** START DOCUMENT EXCERPT **

3 files changed, 48 insertions, 94 deletions

diff --git a/llvm/include/llvm/Analysis/BlockFrequencyInfoImpl.h b/llvm/include/llvm/Analysis/BlockFrequencyInfoImpl.h
index 43484a8668c..f8215bf62dd 100644
--- a/llvm/include/llvm/Analysis/BlockFrequencyInfoImpl.h
+++ b/llvm/include/llvm/Analysis/BlockFrequencyInfoImpl.h
@@ -1024,17 +1024,14 @@ public:
   /// This class collates the successor edge weights for later processing.
   ///
   /// \a DidOverflow indicates whether \a Total did overflow while adding to
-  /// the distribution.  It should never overflow twice.  There's no flag for
-  /// whether \a ForwardTotal overflows, since when \a Total exceeds 32-bits
-  /// they both get re-computed during \a normalize().
+  /// the distribution.  It should never overflow twice.
   struct Distribution {
     typedef SmallVector<Weight, 4> WeightList;
     WeightList Weights;    ///< Individual successor weights.
     uint64_t Total;        ///< Sum of all weights.
     bool DidOverflow;      ///< Whether \a Total did overflow.
-    uint32_t ForwardTotal; ///< Total excluding backedges.
 
-    Distribution() : Total(0), DidOverflow(false), ForwardTotal(0) {}
+    Distribution() : Total(0), DidOverflow(false) {}
     void addLocal(const BlockNode &Node, uint64_t Amount) {
       add(Node, Amount, Weight::Local);
     }
@@ -1079,9 +1076,8 @@ public:
   /// \brief Add an edge to the distribution.
   ///
   /// Adds an edge to Succ to Dist.  If \c LoopHead.isValid(), then whether the
-  /// edge is forward/exit/backedge is in the context of LoopHead.  Otherwise,
-  /// every edge should be a forward edge (since all the loops are packaged
-  /// up).
+  /// edge is local/exit/backedge is in the context of LoopHead.  Otherwise,
+  /// every edge should be a local edge (since all the loops are packaged up).
   void addToDist(Distribution &Dist, const LoopData *OuterLoop,
                  const BlockNode &Pred, const BlockNode &Succ, uint64_t Weight);
 
@@ -1119,19 +1115,6 @@ public:
   /// backedges and exits are stored in its entry in Loops.

** END DOCUMENT EXCERPT **
** START LISTED ENTRIES **

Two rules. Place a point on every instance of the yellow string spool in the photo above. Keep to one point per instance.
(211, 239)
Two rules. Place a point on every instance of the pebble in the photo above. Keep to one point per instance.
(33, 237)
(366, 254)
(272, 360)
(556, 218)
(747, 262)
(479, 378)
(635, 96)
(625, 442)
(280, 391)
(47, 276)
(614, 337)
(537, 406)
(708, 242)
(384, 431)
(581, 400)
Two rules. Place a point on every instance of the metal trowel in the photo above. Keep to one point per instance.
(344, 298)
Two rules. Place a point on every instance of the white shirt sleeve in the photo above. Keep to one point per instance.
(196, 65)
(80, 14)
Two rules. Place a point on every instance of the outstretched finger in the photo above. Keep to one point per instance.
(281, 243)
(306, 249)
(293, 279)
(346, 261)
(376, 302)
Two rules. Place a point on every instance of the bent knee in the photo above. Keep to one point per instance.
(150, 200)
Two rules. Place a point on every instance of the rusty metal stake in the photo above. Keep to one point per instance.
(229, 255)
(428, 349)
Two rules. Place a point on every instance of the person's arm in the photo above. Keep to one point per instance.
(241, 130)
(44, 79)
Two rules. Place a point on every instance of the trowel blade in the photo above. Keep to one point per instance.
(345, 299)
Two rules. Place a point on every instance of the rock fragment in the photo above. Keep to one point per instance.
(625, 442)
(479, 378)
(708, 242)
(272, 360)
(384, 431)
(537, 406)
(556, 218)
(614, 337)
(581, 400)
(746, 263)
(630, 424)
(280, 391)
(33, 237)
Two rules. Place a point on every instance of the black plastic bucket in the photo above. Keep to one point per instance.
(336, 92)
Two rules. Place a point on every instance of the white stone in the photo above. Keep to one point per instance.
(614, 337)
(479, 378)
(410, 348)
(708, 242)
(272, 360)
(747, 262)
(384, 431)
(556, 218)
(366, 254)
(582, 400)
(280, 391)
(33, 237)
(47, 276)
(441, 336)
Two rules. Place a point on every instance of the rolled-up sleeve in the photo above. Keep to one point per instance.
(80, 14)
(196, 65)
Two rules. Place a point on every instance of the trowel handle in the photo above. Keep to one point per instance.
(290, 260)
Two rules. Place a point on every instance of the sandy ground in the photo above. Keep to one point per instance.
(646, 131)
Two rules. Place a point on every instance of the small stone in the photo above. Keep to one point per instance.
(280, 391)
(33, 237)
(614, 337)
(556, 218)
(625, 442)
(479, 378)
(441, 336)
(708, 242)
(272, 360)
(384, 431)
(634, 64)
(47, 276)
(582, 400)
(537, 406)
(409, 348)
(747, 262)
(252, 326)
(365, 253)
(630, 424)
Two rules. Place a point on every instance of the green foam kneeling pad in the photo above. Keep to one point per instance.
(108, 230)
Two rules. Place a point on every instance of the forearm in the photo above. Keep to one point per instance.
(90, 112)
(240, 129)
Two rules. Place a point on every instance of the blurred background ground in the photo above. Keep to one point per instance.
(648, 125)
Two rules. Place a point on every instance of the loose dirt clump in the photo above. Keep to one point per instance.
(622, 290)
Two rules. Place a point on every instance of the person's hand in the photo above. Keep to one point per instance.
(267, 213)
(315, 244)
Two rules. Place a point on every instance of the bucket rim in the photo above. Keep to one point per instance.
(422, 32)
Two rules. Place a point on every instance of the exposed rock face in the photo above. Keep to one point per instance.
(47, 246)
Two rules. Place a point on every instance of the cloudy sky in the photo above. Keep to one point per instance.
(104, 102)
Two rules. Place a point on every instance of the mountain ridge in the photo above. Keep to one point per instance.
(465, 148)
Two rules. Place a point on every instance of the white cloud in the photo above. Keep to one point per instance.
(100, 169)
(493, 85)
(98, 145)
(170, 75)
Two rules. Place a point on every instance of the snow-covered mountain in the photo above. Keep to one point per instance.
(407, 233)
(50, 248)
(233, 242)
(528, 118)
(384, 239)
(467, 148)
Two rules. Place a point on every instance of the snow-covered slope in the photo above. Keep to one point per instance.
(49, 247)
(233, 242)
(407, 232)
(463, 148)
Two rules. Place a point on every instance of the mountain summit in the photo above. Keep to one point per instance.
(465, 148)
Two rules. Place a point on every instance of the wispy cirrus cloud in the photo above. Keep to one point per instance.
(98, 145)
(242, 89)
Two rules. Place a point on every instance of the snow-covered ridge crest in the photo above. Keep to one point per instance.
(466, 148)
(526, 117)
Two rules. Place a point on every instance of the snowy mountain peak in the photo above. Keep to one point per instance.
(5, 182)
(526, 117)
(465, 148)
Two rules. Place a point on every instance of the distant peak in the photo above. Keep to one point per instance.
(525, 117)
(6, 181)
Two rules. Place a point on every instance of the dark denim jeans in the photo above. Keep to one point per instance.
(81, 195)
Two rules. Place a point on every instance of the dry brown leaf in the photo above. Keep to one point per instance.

** END LISTED ENTRIES **

_TASK LIST_:
#1 Answer the following from the BlockFrequencyInfoImpl.h diff, one answer per line, marked to match.
(a) How many insertions and deletions does the summary line report?
(b) Which member does the change remove from the Distribution struct?
(c) In the comment describing addToDist, which word replaces "forward" in the kinds of edge listed?
#2 Carry on the BlockFrequencyInfoImpl.h diff from the point where it stops.

_ANSWERS FOR THIS EXERCISE_:
#1
(a) 48 insertions and 94 deletions.
(b) The uint32_t member ForwardTotal, documented as "Total excluding backedges."
(c) "local"

#2
   ///
   /// Mass is distributed in parallel from two copies of the source mass.
-  ///
-  /// The first mass (forward) represents the distribution of mass through the
-  /// local DAG.  This distribution should lose mass at loop exits and ignore
-  /// backedges.
-  ///
-  /// The second mass (general) represents the behavior of the loop in the
-  /// global context.  In a given distribution from the head, how much mass
-  /// exits, and to where?  How much mass returns to the loop head?
-  ///
-  /// The forward mass should be split up between local successors and exits,
-  /// but only actually distributed to the local successors.  The general mass
-  /// should be split up between all three types of successors, but distributed
-  /// only to exits and backedges.
   void distributeMass(const BlockNode &Source, LoopData *OuterLoop,
                       Distribution &Dist);
 
@@ -1270,23 +1253,17 @@ template <> inline std::string getBlockName(const BasicBlock *BB) {
 ///           in \a LoopData::Exits.  Otherwise, fetch it from
 ///           BranchProbabilityInfo.
 ///
-///         - Each successor is categorized as \a Weight::Local, a normal
-///           forward edge within the current loop, \a Weight::Backedge, a
-///           backedge to the loop header, or \a Weight::Exit, any successor
-///           outside the loop.  The weight, the successor, and its category
-///           are stored in \a Distribution.  There can be multiple edges to
-///           each successor.
+///         - Each successor is categorized as \a Weight::Local, a local edge
+///           within the current loop, \a Weight::Backedge, a backedge to the
+///           loop header, or \a Weight::Exit, any successor outside the loop.
+///           The weight, the successor, and its category are stored in \a
+///           Distribution.  There can be multiple edges to each successor.
 ///
 ///         - Normalize the distribution:  scale weights down so that their sum
 ///           is 32-bits, and coalesce multiple edges to the same node.
 ///
 ///         - Distribute the mass accordingly, dithering to minimize mass loss,
-///           as described in \a distributeMass().  Mass is distributed in
-///           parallel in two ways: forward, and general.  Local successors
-///           take their mass from the forward mass, while exit and backedge
-///           successors take their mass from the general mass.  Additionally,
-///           exit edges use up (ignored) mass from the forward mass, and local
-///           edges use up (ignored) mass from the general distribution.
+///           as described in \a distributeMass().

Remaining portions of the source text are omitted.